**Metin Bölümü:**
İletişim Adresi

   
  ORHAN YILDIZ
  ALLAHIN VARLIGININ VE BiRLiGiNiN DELiLLERi
 

Allah’ın Varlığının ve Birliğinin Delilleri 

İnsan, akıllı düşünen ve bilen bir varlık olmasının insan açısından önemi nedir?

 

İnsan akıl sahibi, düşünen ve bilen bir varlıktır. Yaratılışından getirdiği bu anlama, bilme ve merak duygusuyla evrende meydana gelen olayları ve düzenli işleyişi araştırmakta, bunların sebebini bulmaya çalışmaktadır. Bu gün insanlar aya gidip gelebiliyor, uzay boşluğunda milyonlarca ışık yılı uzaktaki yıldızları gözleyebiliyor, küçük mikroskobik varlıkların boyutlarını ölçebiliyor. Ancak bilgimiz arttıkça öğrenmemiz gereken daha çok şeyin olduğunu anlıyoruz. Merakımız daha da artıyor. Bunları kim yarattı, neden yarattı gibi soruların cevabını arıyoruz. Evrendeki bu düzenin nasıl başlayıp devam ettiğini merak ediyoruz.

Allah’ın varlığını nasıl anlayabiliriz?

Evrenin var oluşu Allah’ın varlığının en büyük delilidir. İnsanın Allah’ın varlığını anlaması için kendisine, yeryüzüne ve gökyüzüne bakması yeterlidir. Çünkü hiçbir şey tesadüfen, kendiliğinden meydana gelemez. Gözlem ve deneye dayanan, varlığın yapısını ve işleyişini inceleyen pozitif bilimler, evrende bir sebep-sonuç ilişkisi olduğunu; hareket ettirici bir güç olmadan hiçbir şeyin hareket edemeyeceğini belirtir. Bu durum varlık ve olayların tesadüfen meydana gelmesinin mümkün olmadığını ortaya koymaktadır. Çünkü insan aklı, hiçbir şeyin kendiliğinden meydana gelmeyeceğini, her şeyin bir yapıcısının var olduğunu kabul etmektedir. Örneğin hepimizin kullandığı kalem ve defterin bir imalatçısı, okuduğumuz kitabın bir yazarı, duvarda asılı duran resmin bir ressamı, oturduğumuz sıranın bir ustası olduğunu kabul ederiz. Her şeyin bir yapıcısı, bir ustası olduğuna göre, evrenin de bir yapıcısı ve yaratıcısı bulunmaktadır. O da Allah’tır.

**Veri Kümesi Alıntıları:**

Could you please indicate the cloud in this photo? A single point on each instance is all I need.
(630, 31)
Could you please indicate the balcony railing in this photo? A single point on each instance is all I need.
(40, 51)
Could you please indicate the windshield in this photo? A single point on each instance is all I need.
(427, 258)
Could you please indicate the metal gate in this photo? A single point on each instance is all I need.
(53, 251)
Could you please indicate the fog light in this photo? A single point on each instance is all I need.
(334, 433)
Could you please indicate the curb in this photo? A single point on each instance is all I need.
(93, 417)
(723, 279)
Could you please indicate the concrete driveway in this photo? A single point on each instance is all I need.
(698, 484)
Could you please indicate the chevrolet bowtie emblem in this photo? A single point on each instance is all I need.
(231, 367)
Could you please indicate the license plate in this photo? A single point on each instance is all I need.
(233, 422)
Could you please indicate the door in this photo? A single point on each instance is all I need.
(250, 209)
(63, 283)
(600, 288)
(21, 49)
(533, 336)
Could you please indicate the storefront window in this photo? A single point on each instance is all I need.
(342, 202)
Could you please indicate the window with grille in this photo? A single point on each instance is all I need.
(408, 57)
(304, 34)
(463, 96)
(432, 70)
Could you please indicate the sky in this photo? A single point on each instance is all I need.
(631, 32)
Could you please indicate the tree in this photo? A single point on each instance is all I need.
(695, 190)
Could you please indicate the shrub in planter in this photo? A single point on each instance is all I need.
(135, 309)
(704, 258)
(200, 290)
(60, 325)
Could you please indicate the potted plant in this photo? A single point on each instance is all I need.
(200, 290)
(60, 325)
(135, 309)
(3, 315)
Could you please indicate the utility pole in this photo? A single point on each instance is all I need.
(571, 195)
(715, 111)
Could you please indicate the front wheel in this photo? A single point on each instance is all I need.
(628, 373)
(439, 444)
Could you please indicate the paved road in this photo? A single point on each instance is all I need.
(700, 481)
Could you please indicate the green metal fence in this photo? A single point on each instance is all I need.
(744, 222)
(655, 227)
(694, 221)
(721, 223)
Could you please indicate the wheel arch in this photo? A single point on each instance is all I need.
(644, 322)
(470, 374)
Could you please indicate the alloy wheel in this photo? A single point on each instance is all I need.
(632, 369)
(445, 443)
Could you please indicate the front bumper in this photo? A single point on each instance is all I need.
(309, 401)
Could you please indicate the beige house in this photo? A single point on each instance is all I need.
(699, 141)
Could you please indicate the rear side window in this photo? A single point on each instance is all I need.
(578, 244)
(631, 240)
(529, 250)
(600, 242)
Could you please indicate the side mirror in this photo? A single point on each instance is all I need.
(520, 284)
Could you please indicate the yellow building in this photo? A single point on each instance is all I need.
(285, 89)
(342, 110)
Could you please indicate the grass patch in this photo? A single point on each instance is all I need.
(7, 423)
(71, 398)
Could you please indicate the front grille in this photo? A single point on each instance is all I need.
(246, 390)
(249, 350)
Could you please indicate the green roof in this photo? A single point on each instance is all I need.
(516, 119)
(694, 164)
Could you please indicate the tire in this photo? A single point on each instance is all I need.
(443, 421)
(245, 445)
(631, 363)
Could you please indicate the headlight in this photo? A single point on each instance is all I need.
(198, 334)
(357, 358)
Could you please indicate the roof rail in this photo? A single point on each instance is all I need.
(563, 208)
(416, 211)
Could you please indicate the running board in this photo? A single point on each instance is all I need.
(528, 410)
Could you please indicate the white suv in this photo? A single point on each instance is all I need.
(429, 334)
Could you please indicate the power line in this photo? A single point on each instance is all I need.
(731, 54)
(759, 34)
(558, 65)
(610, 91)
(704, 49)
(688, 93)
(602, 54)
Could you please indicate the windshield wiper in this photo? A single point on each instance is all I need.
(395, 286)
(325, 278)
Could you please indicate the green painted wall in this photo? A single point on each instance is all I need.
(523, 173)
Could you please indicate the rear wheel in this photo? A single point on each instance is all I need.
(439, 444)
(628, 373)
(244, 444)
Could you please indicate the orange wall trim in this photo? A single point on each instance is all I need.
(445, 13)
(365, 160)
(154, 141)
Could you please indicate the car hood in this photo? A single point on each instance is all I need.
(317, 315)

**Görevler:**
#1 Allah'ın varlığına dair metinde "ORHAN YILDIZ" ifadesinden "varlığını nasıl anlayabiliriz?" ifadesine kadar uzanan bölümün tamamını değiştirmeden yazdırın.
#2 Allah'ın varlığına dair metinde Allah'ın varlığının en büyük delili olarak ne gösteriliyor?
#3 Allah'ın varlığına dair metnin bir sonraki bölümünü, son cümleden itibaren yazarak tamamlayın.

**Çözülmüş Görevler:**
#1
ORHAN YILDIZ
  ALLAHIN VARLIGININ VE BiRLiGiNiN DELiLLERi
 

Allah’ın Varlığının ve Birliğinin Delilleri 

İnsan, akıllı düşünen ve bilen bir varlık olmasının insan açısından önemi nedir?

 

İnsan akıl sahibi, düşünen ve bilen bir varlıktır. Yaratılışından getirdiği bu anlama, bilme ve merak duygusuyla evrende meydana gelen olayları ve düzenli işleyişi araştırmakta, bunların sebebini bulmaya çalışmaktadır. Bu gün insanlar aya gidip gelebiliyor, uzay boşluğunda milyonlarca ışık yılı uzaktaki yıldızları gözleyebiliyor, küçük mikroskobik varlıkların boyutlarını ölçebiliyor. Ancak bilgimiz arttıkça öğrenmemiz gereken daha çok şeyin olduğunu anlıyoruz. Merakımız daha da artıyor. Bunları kim yarattı, neden yarattı gibi soruların cevabını arıyoruz. Evrendeki bu düzenin nasıl başlayıp devam ettiğini merak ediyoruz.

Allah’ın varlığını nasıl anlayabiliriz?

#2 Evrenin var oluşu.

#3
Ünlü Fizik bilgini Lord Calvin şöyle diyor: “İyice düşündüğümüzde bilimlerin sizi Allah’ın varlığına inanmaya zorladığını göreceksiniz” Bilim adamı R.C.Eartes’e göre tesadüfe inanmak, içinden çıkılmaz sorular doğurur. “Eğer hayatın tesadüfle bir atom ve moleküllerin birleşerek meydana geldiğine inanılacak olursa, o zaman ortaya akıl bakımından, her şeyi yaratan Allah’ın varlığına inanmaktan çok sorular çıkar” Eartes’in belirttiği gibi şayet Allah’ı yaratan bir yaratıcı olduğu düşünülecek olursa, o yaratıcıyı yaratan başka bir yaratıcının da bulunması gerekir. Aynı şey, bu yaratıcı için de düşünülecektir. Netice olarak sonsuza doğru bir silsile takip edecektir. Bu durum bizi sonuca ulaştıramayacağı gibi, akıl da bunu kabul etmez.

Bütün bu düşünceler sonuçta bizi ve evrendeki varlıkları yaratan ve devam ettiren bir kudretin var olduğu inancına ulaştırır. Bu yüce varlığa Allah diyoruz. Kur’an, bir yaratıcının varlığının şüphe edilmeyecek kadar açık olduğunu şöyle ifade etmektedir: “Gökleri ve yeri yaratan Allah hakkında şüphe mi var?” (İbrahim suresi, 10)

Allah’ın varlığını bulmada aklın ve ilmin önemi nedir?

Akıl Allah’ın insana verdiği en büyük nimettir. İnsanı diğer varlıklardan ayıran özelliklerden biridir. Akıllı düşünen ve bilen bir varlık olan insan bu yeteneklerini kullandığında Allah’ın varlığını daha iyi kavrar.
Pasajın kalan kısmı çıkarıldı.